*Document*
One French critic branded Ali’s version a “disaster”, while Indian reviewers have also given hostile verdicts.
But Ali, who before this was best known for romantic dramas starring some of Bollywood’s most recognisable male heart-throbs, says he has remained “peacefully unaware” of the bad press.
“I keep hearing from people that there are mixed reactions — some love it, some have hated it — which I prefer,” he says.
“I don’t like in-between reactions… that’s what is scary.”
Nor has he shied away from poking fun at the airy and sometimes oblivious personalities often found in any celebrity milieu.
“My intention was never bad, and I am part of (the industry) really, so if I am making fun, I am included in that,” he says.
“All the celebrities who appeared on the show were very supportive in making fun of each other… it was just natural.”
– ‘We’re self-absorbed’ –
Lead actress Aahana Kumra plays the headstrong Amal, one of four celebrity talent managers fighting to keep their flailing agency alive after the sudden death of its founder.
Pushed into the role by her own agent, Kumra became an obsessive fan of the original French series, which even prompted her to take a critical look at her own industry.
“We’re self-absorbed,” she tells AFP.
“That is the nature of the job — we are so about ourselves that we completely forget that there is an agent who has a life of their own.”
A recurring subplot through “Call My Agent” is Amal’s relationship with another woman, culminating in an onscreen kiss — a rarity in Indian cinema and television, where prevailing mores keep depictions of romantic intimacy at a minimum.
Kumra believes India is moving towards more candid portrayals of same-sex relationships and was indifferent to the prospect of criticism from audiences.
“For me all that really matters is what my parents think of a certain performance,” she says.
“It is really nice to hear from them that they were very happy to see it.”

*Entries supplied*
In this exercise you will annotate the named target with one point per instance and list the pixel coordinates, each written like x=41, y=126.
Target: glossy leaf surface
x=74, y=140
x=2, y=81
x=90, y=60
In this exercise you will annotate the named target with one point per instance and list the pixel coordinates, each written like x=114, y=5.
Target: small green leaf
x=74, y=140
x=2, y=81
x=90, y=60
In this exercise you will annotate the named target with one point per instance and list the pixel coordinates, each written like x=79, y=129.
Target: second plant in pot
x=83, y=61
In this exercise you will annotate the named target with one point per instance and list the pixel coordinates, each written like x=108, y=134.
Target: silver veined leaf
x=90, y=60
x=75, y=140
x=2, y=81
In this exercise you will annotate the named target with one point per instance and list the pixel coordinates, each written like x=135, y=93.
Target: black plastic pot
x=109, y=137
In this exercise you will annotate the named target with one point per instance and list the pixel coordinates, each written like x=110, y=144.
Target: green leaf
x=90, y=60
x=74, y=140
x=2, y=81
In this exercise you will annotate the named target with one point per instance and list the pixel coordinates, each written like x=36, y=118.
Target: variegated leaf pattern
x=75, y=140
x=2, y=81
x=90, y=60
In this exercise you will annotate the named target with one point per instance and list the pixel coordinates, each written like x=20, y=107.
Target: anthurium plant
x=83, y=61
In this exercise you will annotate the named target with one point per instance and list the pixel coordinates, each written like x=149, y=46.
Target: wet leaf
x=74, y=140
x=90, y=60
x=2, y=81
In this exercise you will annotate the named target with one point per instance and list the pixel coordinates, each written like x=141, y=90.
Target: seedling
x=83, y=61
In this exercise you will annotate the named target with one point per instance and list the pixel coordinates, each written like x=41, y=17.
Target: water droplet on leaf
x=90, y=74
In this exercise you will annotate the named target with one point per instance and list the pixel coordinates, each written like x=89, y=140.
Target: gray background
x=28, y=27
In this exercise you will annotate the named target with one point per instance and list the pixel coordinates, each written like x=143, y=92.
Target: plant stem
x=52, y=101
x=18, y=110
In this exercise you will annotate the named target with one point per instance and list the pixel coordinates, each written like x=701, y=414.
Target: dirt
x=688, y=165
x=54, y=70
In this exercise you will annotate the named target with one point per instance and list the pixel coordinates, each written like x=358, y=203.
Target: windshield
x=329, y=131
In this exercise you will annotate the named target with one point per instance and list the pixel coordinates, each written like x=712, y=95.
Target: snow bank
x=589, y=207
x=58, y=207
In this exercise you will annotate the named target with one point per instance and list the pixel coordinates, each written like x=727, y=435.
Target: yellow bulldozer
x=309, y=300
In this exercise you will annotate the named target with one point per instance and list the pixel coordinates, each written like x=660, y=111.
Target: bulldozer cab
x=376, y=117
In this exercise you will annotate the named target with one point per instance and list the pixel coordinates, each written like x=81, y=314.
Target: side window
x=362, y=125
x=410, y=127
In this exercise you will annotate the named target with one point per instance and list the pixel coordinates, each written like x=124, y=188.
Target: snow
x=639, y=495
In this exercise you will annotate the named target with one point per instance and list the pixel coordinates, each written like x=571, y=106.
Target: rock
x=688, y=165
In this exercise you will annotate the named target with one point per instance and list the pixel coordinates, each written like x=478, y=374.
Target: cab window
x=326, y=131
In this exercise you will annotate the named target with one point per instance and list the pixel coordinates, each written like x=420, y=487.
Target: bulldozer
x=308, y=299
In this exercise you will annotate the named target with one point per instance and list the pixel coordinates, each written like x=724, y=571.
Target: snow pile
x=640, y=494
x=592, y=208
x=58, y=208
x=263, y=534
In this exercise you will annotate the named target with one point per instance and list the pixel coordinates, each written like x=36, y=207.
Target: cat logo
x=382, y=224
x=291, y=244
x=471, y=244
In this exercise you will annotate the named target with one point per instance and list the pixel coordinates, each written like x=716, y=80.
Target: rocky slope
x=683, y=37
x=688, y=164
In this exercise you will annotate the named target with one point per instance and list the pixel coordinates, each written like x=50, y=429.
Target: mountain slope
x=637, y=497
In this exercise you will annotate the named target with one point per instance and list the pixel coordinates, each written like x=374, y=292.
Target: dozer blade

*Problem statement*
In the article about Ali's "Call My Agent," whose opinion of a performance does Aahana Kumra say is all that really matters to her?

*Solution to this task*
Her parents'.